#### Bloc de texte:
Considérant que les dispositions de l'article L. 761-1 du code de justice administrative font obstacle à ce que soit mise à la charge de M. A, qui n'est pas dans la présente instance, la partie perdante, la somme que M. C demande au titre des frais exposés par lui et non compris dans les dépens ; qu'il n'y a pas lieu, dans les circonstances de l'espèce, de faire droit aux conclusions présentées par M. A sur le fondement des mêmes dispositions ;

D E C I D E :

--------------

Article 1er : la requête de M. C est rejetée.

Article 2 : La présente décision sera notifiée à M. Philippe C, à M. Bernard A, à Mme Apolline D, à M. Jean-Raymond B et à la ministre de l'intérieur, de l'outre-mer et des collectivités territoriales.

#### Entrées d'un jeu de données:
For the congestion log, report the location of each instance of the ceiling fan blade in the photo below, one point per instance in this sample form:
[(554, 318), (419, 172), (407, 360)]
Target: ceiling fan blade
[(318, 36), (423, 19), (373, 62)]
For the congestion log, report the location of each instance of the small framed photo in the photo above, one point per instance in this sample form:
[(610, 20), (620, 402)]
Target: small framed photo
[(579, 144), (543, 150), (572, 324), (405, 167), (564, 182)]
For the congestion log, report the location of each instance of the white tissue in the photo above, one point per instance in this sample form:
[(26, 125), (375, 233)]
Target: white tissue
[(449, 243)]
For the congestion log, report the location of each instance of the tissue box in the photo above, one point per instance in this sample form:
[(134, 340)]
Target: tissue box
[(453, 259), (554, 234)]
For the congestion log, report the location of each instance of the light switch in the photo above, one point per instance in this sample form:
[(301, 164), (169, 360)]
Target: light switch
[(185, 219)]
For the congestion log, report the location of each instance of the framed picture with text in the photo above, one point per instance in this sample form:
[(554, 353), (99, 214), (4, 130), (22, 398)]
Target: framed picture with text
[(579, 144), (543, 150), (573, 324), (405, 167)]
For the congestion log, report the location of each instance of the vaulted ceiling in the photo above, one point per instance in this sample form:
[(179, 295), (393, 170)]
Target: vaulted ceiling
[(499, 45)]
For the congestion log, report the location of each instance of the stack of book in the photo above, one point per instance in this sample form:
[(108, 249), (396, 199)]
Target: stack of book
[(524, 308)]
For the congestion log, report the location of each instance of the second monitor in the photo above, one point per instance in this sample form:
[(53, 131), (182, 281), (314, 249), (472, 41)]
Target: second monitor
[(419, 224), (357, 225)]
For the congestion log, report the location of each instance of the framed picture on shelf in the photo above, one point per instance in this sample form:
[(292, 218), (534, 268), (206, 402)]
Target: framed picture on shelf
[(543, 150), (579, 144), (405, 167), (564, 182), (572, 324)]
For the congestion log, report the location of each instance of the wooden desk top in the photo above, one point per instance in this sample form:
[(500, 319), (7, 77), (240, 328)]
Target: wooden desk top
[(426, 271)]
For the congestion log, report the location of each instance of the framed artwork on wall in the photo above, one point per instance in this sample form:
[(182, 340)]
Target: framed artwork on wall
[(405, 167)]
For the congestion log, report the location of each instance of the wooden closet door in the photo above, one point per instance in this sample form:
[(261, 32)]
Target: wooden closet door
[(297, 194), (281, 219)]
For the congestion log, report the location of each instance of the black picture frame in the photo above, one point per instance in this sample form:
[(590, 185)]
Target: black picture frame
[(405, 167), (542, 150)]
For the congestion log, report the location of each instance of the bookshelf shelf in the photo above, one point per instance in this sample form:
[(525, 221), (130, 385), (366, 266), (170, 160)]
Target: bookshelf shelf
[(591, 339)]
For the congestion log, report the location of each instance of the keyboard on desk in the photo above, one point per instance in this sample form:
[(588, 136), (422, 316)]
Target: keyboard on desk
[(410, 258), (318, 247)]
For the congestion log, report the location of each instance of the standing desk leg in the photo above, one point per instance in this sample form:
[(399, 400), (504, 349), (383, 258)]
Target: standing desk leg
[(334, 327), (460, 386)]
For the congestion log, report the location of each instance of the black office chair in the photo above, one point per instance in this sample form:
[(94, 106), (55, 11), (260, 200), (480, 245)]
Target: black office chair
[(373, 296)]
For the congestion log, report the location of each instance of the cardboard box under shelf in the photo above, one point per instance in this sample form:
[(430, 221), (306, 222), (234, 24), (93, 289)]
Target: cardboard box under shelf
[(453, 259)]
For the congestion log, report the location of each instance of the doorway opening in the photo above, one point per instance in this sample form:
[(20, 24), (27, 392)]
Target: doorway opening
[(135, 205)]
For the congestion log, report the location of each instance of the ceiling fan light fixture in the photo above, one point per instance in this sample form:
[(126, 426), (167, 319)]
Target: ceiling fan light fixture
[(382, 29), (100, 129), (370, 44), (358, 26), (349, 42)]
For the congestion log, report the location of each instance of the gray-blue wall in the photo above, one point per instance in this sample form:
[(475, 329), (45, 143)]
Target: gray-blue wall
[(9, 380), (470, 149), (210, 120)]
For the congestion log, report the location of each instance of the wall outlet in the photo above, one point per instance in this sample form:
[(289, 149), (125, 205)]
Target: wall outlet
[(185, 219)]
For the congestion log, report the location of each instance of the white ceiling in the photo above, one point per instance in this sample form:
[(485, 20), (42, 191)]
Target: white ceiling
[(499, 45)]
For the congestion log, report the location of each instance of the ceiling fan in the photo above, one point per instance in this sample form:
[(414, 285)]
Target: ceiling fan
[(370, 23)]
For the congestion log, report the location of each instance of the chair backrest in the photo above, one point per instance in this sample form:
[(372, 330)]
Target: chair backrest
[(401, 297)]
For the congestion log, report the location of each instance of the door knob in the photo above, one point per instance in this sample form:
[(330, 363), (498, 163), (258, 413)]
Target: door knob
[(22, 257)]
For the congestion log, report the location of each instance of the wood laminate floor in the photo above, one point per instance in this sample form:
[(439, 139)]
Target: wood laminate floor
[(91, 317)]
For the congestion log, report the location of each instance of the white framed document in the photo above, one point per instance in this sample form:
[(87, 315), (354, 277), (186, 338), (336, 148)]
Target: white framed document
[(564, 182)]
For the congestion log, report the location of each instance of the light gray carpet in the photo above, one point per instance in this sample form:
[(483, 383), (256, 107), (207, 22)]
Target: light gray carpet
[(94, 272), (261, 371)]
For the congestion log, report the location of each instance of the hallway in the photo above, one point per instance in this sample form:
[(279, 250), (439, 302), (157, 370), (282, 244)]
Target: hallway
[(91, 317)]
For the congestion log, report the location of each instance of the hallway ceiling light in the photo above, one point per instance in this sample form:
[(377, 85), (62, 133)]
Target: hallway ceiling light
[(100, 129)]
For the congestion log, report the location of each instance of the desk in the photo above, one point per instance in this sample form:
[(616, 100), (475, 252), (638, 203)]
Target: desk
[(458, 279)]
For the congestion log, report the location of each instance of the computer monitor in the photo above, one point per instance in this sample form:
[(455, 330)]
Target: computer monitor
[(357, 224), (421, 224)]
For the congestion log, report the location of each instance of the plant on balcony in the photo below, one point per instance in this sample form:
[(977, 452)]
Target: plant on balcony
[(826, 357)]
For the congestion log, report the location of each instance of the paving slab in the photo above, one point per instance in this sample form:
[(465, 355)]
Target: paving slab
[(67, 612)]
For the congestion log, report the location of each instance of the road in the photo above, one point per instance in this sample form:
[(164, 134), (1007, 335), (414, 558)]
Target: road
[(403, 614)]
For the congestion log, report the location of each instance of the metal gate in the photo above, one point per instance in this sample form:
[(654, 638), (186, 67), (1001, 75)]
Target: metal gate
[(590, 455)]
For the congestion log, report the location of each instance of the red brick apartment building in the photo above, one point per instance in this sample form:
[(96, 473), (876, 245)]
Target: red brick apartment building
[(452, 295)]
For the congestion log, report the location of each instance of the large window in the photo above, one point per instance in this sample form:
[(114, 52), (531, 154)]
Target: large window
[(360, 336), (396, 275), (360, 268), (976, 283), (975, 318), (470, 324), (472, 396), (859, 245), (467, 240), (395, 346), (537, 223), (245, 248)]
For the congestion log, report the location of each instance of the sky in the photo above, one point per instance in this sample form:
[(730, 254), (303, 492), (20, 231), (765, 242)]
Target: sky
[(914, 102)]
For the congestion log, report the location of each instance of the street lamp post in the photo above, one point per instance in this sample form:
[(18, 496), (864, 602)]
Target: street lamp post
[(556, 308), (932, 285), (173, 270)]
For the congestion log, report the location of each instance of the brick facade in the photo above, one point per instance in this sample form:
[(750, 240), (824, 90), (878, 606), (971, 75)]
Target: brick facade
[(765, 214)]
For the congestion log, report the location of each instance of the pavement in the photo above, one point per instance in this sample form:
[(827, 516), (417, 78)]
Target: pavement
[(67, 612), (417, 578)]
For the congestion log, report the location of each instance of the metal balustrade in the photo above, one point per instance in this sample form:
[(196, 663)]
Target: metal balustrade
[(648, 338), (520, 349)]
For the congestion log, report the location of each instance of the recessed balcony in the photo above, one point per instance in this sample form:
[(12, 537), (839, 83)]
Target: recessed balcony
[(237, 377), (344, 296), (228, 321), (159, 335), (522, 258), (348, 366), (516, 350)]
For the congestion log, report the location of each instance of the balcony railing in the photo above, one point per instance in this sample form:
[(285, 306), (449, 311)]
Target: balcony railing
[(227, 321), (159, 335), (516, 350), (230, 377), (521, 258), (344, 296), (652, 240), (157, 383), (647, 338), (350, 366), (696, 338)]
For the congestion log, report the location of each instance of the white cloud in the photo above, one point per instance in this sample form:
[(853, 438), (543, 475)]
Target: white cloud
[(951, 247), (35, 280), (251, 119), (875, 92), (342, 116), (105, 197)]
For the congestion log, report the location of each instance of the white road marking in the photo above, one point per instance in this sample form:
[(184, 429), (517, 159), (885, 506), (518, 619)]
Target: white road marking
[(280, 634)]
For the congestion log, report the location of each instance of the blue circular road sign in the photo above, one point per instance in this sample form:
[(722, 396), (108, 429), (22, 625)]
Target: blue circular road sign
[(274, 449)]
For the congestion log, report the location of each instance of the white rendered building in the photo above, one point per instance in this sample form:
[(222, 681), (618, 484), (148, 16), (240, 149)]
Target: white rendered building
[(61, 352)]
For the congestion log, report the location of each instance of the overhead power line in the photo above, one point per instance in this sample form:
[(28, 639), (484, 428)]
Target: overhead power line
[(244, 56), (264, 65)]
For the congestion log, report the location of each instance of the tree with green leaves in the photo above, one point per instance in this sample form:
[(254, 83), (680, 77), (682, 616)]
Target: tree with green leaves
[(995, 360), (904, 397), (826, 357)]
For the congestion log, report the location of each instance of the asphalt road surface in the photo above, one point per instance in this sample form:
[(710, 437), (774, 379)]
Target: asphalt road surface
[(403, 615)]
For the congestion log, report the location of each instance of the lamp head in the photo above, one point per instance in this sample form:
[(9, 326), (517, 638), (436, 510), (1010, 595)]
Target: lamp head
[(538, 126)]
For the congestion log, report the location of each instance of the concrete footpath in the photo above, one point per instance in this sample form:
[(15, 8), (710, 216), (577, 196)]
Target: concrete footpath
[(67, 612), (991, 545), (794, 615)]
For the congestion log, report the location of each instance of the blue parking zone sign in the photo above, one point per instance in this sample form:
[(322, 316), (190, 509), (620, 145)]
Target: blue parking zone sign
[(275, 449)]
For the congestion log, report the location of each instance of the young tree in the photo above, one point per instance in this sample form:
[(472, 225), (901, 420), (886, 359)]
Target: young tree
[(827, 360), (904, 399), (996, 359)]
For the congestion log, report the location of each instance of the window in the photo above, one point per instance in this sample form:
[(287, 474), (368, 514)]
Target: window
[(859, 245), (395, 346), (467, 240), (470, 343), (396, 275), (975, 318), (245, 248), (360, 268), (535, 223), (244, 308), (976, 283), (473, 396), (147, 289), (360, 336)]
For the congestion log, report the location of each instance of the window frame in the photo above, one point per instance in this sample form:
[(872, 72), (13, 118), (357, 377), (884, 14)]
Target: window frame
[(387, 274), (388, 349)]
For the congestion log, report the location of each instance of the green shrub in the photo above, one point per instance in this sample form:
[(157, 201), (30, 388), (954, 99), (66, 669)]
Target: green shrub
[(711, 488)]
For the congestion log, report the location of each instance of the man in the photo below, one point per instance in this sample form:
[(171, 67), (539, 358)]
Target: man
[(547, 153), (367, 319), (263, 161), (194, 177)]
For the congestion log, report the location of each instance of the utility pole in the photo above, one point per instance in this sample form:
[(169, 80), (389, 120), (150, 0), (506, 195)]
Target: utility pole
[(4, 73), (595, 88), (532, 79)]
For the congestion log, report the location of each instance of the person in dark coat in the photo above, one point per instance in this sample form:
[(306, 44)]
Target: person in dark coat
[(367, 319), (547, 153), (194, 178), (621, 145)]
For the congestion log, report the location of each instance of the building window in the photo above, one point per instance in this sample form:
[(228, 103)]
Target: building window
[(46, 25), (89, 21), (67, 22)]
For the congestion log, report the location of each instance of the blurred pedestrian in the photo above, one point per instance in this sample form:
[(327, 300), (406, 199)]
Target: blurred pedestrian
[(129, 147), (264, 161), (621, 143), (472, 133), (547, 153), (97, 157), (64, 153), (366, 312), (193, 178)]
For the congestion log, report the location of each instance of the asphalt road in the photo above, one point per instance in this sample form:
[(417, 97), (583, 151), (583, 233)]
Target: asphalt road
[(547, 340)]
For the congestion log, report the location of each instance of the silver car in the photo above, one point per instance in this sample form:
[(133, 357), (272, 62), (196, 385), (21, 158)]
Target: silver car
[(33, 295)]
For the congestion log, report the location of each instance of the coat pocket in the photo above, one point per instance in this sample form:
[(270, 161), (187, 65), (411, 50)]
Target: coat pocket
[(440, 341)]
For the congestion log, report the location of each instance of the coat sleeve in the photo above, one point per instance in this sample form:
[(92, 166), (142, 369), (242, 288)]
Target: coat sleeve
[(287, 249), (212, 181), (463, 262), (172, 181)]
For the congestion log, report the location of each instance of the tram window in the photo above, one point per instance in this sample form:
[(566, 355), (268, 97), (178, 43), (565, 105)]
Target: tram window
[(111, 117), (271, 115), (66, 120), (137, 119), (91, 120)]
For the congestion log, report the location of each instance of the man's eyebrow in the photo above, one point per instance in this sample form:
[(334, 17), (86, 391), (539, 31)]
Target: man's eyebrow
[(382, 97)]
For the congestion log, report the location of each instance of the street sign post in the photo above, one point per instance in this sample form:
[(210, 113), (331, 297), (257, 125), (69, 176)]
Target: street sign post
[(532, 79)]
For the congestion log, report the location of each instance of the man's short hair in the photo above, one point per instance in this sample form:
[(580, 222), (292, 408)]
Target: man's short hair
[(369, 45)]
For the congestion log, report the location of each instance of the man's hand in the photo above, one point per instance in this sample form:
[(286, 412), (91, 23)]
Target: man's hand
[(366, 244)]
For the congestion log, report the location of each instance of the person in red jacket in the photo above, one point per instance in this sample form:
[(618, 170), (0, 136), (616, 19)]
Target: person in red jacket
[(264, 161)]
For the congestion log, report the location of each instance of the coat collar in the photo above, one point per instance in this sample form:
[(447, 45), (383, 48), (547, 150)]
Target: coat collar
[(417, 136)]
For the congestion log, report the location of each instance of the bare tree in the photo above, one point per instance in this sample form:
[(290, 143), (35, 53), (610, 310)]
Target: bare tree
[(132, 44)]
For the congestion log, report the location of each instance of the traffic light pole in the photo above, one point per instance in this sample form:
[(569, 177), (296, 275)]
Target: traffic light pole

#### Travail à faire:
[a] Comment traduire en anglais la phrase « Article 1er : la requête de M. C est rejetée. », tirée de la décision de justice ?
[b] Pouvez-vous rédiger la suite de la décision de justice, en partant de sa dernière phrase ?

#### Liste des réponses:
[a] Article 1: The application of Mr. C is dismissed.

[b]
Synthèse
Formation : 6ème et 1ère sous-sections réunies
Numéro d'arrêt : 322287
Date de la décision : 21/10/2009
Type d'affaire : Administrative
Type de recours : Plein contentieux

Analyses

ÉLECTIONS ET RÉFÉRENDUM - DISPOSITIONS GÉNÉRALES APPLICABLES AUX ÉLECTIONS - FINANCEMENT ET PLAFONNEMENT DES DÉPENSES ÉLECTORALES - DONS - ABSENCE - MESURE DE GRATUITÉ DES TRANSPORTS PAR AUTOBUS AU BÉNÉFICE DES HABITANTS DE LA COMMUNE NON IMPOSABLES DE PLUS DE 65 ANS.

28-005-04-01 Une mesure consistant à étendre la gratuité du transport par autobus aux habitants de la commune non imposables de plus de 65 ans ne constitue pas un don d'une personne morale prohibé par l'article L. 52-8 du code électoral.

ÉLECTIONS ET RÉFÉRENDUM - DISPOSITIONS GÉNÉRALES APPLICABLES AUX ÉLECTIONS - FINANCEMENT ET PLAFONNEMENT DES DÉPENSES ÉLECTORALES - COMPTE DE CAMPAGNE - DÉPENSES - ABSENCE - MESURE DE GRATUITÉ DES TRANSPORTS PAR AUTOBUS AU BÉNÉFICE DES HABITANTS DE LA COMMUNE NON IMPOSABLE DE PLUS DE 65 ANS.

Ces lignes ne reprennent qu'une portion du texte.